(Work instruction)
Print each record below character for character.

Stored data entries:
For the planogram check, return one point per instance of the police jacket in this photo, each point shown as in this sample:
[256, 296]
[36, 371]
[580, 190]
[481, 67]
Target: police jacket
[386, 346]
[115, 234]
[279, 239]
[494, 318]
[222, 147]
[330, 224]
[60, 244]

(Written answer)
For the planogram check, return one point per instance of the police jacket in this photo, each point shown as in this sample:
[256, 296]
[36, 371]
[580, 190]
[481, 67]
Target: police jacket
[386, 346]
[115, 234]
[279, 239]
[494, 318]
[222, 147]
[330, 224]
[60, 244]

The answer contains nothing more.